| Opdracht |
Noem alle data van fietsendiefstallen waarvoor de verdediging volgens het paginafragment hieronder vrijspraak heeft bepleit.

| Paginafragment |

"""

A: Dat is [verdachte] . [37]
Bewijsoverweging
De verdediging heeft vrijspraak bepleit voor de fietsendiefstallen van 28 februari 2021, 9 maart 2021, 22 maart 2021 en 8 september 2021. De rechtbank constateert dat verdachte ten aanzien van de diefstallen op 22 februari 2021, 9, 10 en 22 maart 2022 op de camerabeelden is herkend door een verbalisant en dat daarnaast medeverdachte [medeverdachte] heeft bekend dat zij en verdachte deze diefstallen samen hebben gepleegd en te zien zijn op de camerabeelden. Daarnaast heeft verdachte op zitting verklaard dat hij te zien is op de beelden van 22 maart 2021. De rechtbank heeft geen redenen om aan de herkenning van de verbalisant en de verklaring van de medeverdachte te twijfelen en acht dan ook wettig en overtuigend bewezen dat verdachte deze diefstallen heeft gepleegd. Ten aanzien van de diefstallen op 28 februari 2021 en 8 september 2021 vindt er geen 100% herkenning plaats door een verbalisant, maar wordt wel aangegeven dat er sterke overeenkomsten zijn met verdachte en – in het geval van de beelden van de diefstal van 8 september 2021 – dat verdachte daarop te zien is met een aan zekerheid grenzende gelijkenis. Medeverdachte [medeverdachte] heeft bekend dat zij samen met verdachte de diefstal op 28 februari 2021 heeft gepleegd en dat zij samen op de beelden te zien zijn. Ook de beelden van 8 september 2021 zijn aan haar getoond. Daarop herkent zij verdachte. De herkenning/verklaring van medeverdachte [medeverdachte] wordt ondersteund door de bevindingen van de verbalisanten en de rechtbank heeft voorts geen reden om te twijfelen aan de verklaring van de medeverdachte. Daarnaast weegt de rechtbank mee dat de jas die de persoon op de beelden van de diefstal van 8 september 2021 draagt, gelijk is aan de jas die verdachte op de beelden van 22 maart 2021 draagt (en waarvan verdachte heeft erkent dat hij te zien is op die beelden). De rechtbank acht dan ook wettig en overtuigend bewezen dat verdachte de diefstallen van 28 februari 2021 en 8 september 2021 heeft gepleegd. De rechtbank is op grond van voornoemde feiten en omstandigheden – in onderlinge samenhang bezien – daarom van oordeel dat de mannelijke persoon op de desbetreffende camerabeelden verdachte betreft.

"""

| Opgeslagen gegevens |
"""

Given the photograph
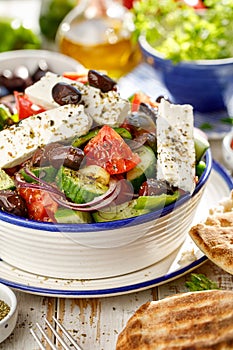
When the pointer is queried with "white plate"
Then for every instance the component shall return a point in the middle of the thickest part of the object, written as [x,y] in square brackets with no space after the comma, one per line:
[166,270]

"""

| Uitgewerkt antwoord |
28 februari 2021, 9 maart 2021, 22 maart 2021 en 8 september 2021.